Im Rettungsdienst muss man sich manchmal um wehrhafte Patienten kümmern. Eine körperliche Fixierung kann dabei schnell zum Notfall werden. Was in diesen Situationen wichtig ist, lest ihr hier.
Im Rahmen von Polizei- oder Rettungsdiensteinsätzen kommt es immer wieder dazu, dass wehrhafte Personen unter Anwendung von Zwang fixiert werden müssen. Darunter sind auch Fälle, in denen die Person im weiteren Verlauf verstirbt. Selbst wenn die Ausgangslage sehr unterschiedlich sein kann, ist die Endstrecke massive körperliche Anstrengung, Zwang und Atemstillstand. Warum eigentlich? Und was ist Acute Behavioural Disturbance?
Aus vielen verschiedenen Gründen können Menschen sich unkooperativ, scheinbar unlogisch, aggressiv, verwirrt, agitiert, ängstlich, aufgebracht, fahrig und nervös verhalten. Neben der Psychose können auch Intoxikationen, Hypoglykämien, Schädel-Hirn-Traumata, Enzephalopathien und Hypoxien solche Zustände auslösen. Im Englischen werden diese Fälle unter ‚Acute Behavioural Disturbance‘ (ABD) zusammengefasst.
ABD ist ein Sammelbegriff für einen Zustand, der aufgrund vieler verschiedener Faktoren ausgelöst wird. Das Zusammenfassen dieser vielen Pathologien hat den Vorteil, dass man in der Praxis eher an ABD denkt und nicht „in die Falle tappt“. Aber in welche Falle eigentlich?
In die Falle, einen Menschen falsch einzuschätzen, die Pathophysiologie zu verpassen und im schlimmsten Fall einem Atemstillstand beizuwohnen.Der Nachteil ist, dass Forschung und zielgerichtete Therapie so erschwert werden. Meiner Erfahrung nach bekommt man die meisten Fälle mit Hilfe guter Kommunikation unter Kontrolle. Manchmal aber eskaliert die Situation. Der verwirrte Patient handelt gegen den Wunsch des Teams und alles, was man versucht zu unternehmen, lässt die Situation nur noch mehr entgleiten. Schlimmer noch, manchmal ist Zwang nötig um den Patienten selbst zu schützen, etwa weil er droht auf die Autobahn zu laufen.

---------------

◆ **ARBEITSAUFTRAG 1**
Welche Auslöser für unkooperatives oder aggressives Verhalten nennt der Textauszug neben der Psychose?
◆ **ARBEITSAUFTRAG 2**
Fassen Sie den Textauszug über wehrhafte Patienten im Rettungsdienst in zwei Sätzen zusammen.
◆ **ARBEITSAUFTRAG 3**
Bitte setzen Sie den Textauszug über die Fixierung wehrhafter Patienten im Rettungsdienst nach seinem letzten Satz fort.

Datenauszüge
---------------

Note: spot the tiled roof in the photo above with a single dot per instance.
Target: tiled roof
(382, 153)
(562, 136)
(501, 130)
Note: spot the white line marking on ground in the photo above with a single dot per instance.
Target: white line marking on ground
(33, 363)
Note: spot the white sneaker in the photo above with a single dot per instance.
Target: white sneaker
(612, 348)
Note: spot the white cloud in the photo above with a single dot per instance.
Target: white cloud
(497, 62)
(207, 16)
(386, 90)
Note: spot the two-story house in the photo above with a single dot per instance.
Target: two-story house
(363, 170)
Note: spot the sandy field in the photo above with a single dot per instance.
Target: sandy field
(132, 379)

---------------

◆ **ANTWORT 1**
Intoxikationen, Hypoglykämien, Schädel-Hirn-Traumata, Enzephalopathien und Hypoxien.

◆ **ANTWORT 2**
Bei Polizei- und Rettungsdiensteinsätzen müssen wehrhafte Personen mitunter unter Zwang fixiert werden, und in manchen Fällen versterben sie nach massiver körperlicher Anstrengung, Zwang und Atemstillstand. Solche Zustände können viele Ursachen haben und werden im Englischen als Acute Behavioural Disturbance zusammengefasst; der Sammelbegriff hilft, Fehleinschätzungen zu vermeiden, erschwert aber Forschung und zielgerichtete Therapie.

◆ **ANTWORT 3**
Doch weil Zwang angewendet wird, wehrt sich der Patient. Es kommt zu massiver körperlicher Anstrengung bei allen Beteiligten. Während wir aber in der Regel einen normalen Stoffwechsel haben, können diese Patienten in der Stresssituation einen erheblich gesteigerten Stoffwechsel entwickeln. Nun kommt noch die massive körperliche Verausgabung dazu (erinnert euch, wie stark manchmal kleine Personen werden können, wenn sie sich im maximalen Stress wehren). Im unglücklichsten Fall werden sie auf dem Bauch positioniert, um sie unter Kontrolle zu bringen. In der Bauchlage ist die Atmung in der Fixierung per se schon eingeschränkt, und wenn dann noch jemand auf Brustkorb oder Rücken kniet, wird die Atmung weiter erschwert.
Pathophysiologisch haben manche dieser Patienten aufgrund der stressigen Gesamtsituation also einen erhöhten Stoffwechsel, das Blut ist azidotisch. Manchmal war der Stoffwechsel wegen Intoxikationen bereits erhöht. Die Patienten atmen schnell und tief, sie atmen CO2 ab. Dadurch können sie die metabolische Azidose respiratorisch kompensieren, oder immerhin teil-kompensieren. Wenn wir in dieser Situation die Atmung durch Fixierung oder Druck weiter einschränken, wird die Kompensation gestört. Die Patienten können dadurch in eine Reanimationssituation rutschen und versterben dann oft daran.
Manchmal werden wir um Intervention nicht herumkommen. Wenn möglich ist die hochdosierte Sauerstoffgabe eine gute Idee. Erstens, weil hypoxische Agitation so direkt therapiert wird. Zweitens, weil es Hypoxie präventiv entgegenwirkt bei möglichen Nebenwirkungen z.B. von Benzodiazepinen oder Zwangsmaßnahmen. Drittens, weil eine Sauerstoffmaske einen super Spuck-Schutz darstellt.
Wenn es zu körperlichem Zwang kommt, muss die Bauchlage in jedem Fall vermieden werden. Wenn Medikamente eingesetzt werden, muss eine Atemdepression vermieden werden. Dabei geht es nicht nur um Oxygenierung, sondern besonders um Decarboxylierung! Das könnt ihr nicht mit dem Pulsoximeter messen.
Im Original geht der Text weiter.